◆ **WHAT TO WORK ON**:
When checking the entries below, count every line with the word "pink", then give only that number.

Source records:
****************
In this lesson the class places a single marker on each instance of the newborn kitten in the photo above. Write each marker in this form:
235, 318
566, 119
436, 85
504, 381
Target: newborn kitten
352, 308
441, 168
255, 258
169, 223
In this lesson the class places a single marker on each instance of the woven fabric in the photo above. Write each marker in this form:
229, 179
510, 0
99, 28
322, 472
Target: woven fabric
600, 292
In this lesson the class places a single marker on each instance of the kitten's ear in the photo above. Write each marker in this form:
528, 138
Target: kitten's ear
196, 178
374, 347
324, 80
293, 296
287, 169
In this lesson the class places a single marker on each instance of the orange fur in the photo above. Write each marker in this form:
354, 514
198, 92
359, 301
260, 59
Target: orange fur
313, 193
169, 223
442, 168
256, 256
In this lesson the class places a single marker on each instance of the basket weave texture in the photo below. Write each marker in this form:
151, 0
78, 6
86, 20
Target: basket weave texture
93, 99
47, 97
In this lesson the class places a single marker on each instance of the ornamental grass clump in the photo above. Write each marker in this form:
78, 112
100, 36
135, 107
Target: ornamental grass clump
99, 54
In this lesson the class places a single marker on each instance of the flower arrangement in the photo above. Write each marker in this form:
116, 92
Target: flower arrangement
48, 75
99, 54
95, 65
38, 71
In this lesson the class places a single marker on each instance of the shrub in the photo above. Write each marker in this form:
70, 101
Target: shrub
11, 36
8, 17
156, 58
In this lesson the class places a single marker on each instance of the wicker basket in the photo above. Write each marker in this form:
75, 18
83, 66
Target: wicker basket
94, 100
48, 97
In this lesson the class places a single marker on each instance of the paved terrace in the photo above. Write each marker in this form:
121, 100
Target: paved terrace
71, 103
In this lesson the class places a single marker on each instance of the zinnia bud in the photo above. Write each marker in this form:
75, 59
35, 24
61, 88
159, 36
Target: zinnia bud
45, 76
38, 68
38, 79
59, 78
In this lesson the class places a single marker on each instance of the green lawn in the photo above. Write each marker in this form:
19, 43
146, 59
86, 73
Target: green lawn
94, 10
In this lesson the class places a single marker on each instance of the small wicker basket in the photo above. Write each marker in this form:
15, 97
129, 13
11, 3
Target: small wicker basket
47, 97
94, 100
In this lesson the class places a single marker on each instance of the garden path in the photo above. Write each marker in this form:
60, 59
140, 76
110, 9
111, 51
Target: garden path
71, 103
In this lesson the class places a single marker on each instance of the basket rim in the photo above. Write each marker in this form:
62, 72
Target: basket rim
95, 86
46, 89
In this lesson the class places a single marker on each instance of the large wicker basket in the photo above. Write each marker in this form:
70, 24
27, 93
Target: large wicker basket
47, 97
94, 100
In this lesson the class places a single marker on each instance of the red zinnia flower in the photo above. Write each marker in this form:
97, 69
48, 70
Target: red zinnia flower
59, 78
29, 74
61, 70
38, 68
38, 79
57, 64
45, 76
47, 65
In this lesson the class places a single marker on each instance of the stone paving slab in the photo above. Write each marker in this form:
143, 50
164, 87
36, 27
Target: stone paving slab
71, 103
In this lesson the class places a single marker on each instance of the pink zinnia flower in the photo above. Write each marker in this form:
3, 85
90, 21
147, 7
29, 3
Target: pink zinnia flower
****************
◆ **SOLUTION BELOW**:
2